===== 原文
チームの元気印を変えたコーチの喝/甲子園が消えた夏 vol.3

07/24 21:00 au Webポータル

甲子園が消えた夏 vol.3 〜チームの元気印を変えたコーチの喝〜

※この記事は2020年7月に掲載したものです。

日本列島を襲った新型コロナウイルス。その影響で夏の甲子園が中止となり、神奈川県の強豪・向上高校硬式野球部の選手たちも落胆していた。向上高校は2014年夏の神奈川大会で準優勝しており、2020年6月には悲願の甲子園初出場に向け全面人工芝のグラウンドも新設した。mediba編集部では同校3年生の日記をもとに、リアルな心の動きをリモートで取材。5回にわたっての特集で、今回はその第3弾をお届けする。
==========
- [指示]: 原文によると、向上高校は2014年夏の神奈川大会でどのような成績を収めましたか？
===== 提供データ
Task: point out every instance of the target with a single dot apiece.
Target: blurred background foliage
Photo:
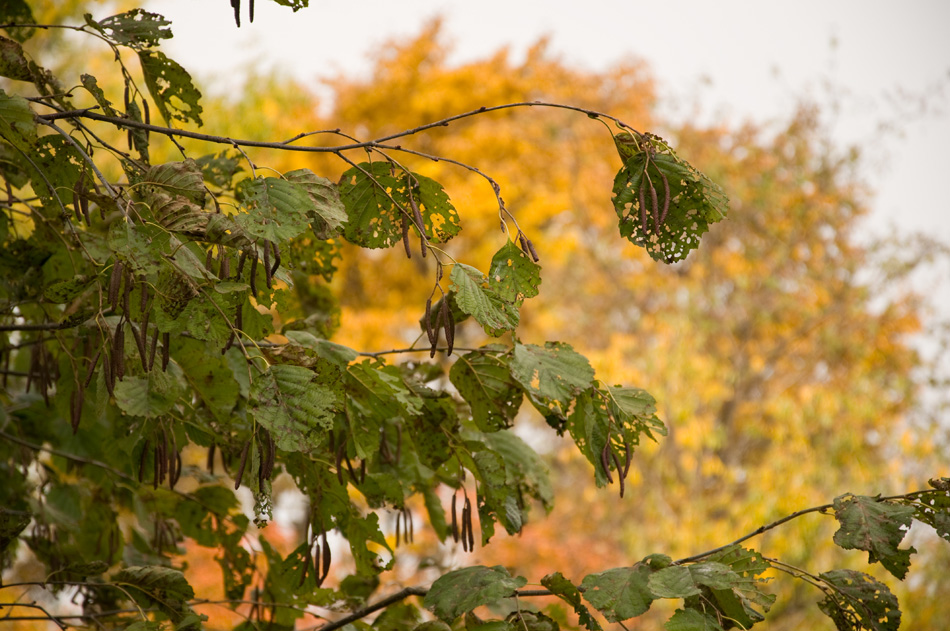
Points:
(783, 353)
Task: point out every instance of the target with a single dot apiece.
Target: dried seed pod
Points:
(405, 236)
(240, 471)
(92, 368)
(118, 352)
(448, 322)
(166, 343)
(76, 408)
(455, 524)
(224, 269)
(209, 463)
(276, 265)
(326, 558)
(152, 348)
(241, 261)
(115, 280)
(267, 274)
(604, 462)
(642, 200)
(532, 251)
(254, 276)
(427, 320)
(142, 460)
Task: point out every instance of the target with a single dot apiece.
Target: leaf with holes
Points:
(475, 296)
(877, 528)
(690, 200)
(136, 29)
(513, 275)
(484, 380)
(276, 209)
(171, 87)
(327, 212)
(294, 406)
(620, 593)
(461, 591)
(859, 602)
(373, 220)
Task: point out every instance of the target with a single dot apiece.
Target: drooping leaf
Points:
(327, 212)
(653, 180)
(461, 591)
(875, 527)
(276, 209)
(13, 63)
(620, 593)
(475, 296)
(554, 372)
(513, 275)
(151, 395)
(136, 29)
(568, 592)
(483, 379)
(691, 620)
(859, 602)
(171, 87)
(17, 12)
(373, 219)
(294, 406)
==========
===== 提供データ
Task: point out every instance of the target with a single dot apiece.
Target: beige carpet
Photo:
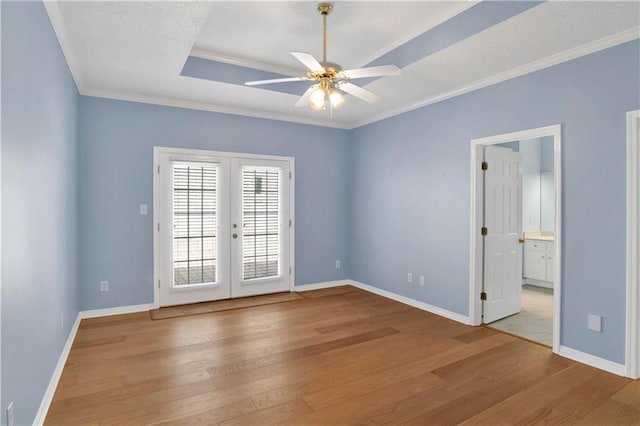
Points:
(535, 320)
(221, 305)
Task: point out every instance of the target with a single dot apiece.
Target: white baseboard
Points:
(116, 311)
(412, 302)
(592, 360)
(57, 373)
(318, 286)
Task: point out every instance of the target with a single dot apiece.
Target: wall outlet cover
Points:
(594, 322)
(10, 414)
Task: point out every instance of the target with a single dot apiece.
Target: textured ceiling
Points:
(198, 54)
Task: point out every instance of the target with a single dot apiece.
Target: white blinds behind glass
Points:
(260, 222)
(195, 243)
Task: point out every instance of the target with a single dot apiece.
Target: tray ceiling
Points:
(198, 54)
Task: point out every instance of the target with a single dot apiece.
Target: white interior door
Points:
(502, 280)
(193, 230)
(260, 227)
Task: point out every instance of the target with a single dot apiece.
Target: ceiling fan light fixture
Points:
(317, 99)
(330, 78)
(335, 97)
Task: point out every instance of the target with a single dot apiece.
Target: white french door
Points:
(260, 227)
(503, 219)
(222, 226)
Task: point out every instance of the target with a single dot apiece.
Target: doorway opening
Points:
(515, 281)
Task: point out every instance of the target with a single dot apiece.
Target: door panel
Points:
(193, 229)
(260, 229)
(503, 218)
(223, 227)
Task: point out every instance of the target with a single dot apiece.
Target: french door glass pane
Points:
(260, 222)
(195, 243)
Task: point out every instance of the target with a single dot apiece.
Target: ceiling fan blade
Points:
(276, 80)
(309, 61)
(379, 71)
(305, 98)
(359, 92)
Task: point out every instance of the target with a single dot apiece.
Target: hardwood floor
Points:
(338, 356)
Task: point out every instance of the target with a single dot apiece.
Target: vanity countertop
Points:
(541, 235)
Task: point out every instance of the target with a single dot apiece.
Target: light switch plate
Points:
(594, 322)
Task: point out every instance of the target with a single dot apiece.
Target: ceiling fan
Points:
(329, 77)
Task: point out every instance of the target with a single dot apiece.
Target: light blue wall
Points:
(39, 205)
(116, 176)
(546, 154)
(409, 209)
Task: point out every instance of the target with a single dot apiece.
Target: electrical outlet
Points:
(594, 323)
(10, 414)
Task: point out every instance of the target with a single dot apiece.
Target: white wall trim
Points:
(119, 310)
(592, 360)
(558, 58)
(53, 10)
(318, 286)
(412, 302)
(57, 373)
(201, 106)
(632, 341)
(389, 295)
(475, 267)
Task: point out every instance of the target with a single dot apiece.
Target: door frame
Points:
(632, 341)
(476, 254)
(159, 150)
==========
===== 提供データ
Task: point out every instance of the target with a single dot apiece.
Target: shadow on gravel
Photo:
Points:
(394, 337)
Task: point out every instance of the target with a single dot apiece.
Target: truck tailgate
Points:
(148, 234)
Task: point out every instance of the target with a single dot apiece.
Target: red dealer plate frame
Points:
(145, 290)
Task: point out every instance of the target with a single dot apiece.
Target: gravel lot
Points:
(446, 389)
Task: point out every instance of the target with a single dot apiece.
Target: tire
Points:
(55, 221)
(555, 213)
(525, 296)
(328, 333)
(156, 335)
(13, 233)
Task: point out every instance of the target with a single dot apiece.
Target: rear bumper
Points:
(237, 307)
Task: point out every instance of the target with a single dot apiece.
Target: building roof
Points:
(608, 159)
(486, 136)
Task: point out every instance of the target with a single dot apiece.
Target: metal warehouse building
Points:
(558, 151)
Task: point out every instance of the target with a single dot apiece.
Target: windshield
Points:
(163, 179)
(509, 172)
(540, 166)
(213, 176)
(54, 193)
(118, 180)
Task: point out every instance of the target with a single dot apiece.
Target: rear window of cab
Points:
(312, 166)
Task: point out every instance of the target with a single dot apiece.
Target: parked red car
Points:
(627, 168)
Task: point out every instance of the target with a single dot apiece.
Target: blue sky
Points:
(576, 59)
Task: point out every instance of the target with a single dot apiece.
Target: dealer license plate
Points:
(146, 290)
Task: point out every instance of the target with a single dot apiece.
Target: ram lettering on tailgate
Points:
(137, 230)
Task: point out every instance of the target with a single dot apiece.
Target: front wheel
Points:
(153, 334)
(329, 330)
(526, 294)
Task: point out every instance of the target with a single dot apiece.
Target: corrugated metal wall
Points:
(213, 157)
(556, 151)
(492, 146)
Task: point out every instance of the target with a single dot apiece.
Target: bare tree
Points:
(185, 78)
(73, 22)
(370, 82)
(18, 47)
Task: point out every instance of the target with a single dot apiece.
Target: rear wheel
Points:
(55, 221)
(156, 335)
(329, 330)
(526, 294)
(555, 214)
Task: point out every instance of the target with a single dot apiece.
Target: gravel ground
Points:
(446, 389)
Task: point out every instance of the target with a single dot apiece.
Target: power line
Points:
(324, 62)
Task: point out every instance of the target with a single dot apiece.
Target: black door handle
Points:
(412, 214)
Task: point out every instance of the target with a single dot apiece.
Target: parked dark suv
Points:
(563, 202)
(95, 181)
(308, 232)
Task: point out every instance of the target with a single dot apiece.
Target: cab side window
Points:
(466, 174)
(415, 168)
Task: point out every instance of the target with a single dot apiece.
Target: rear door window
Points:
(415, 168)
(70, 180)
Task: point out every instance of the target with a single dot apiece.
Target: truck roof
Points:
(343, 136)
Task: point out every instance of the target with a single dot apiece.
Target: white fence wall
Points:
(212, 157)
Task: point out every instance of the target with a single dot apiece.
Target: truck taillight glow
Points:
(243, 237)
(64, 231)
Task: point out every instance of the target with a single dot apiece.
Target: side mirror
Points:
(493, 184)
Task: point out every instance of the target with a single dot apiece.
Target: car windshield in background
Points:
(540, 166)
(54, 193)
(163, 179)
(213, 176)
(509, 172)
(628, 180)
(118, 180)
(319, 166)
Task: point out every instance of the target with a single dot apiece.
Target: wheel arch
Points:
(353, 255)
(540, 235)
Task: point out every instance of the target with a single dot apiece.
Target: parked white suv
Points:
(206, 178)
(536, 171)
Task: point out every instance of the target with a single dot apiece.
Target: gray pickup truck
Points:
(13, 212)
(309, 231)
==========
- [解答]: 準優勝です。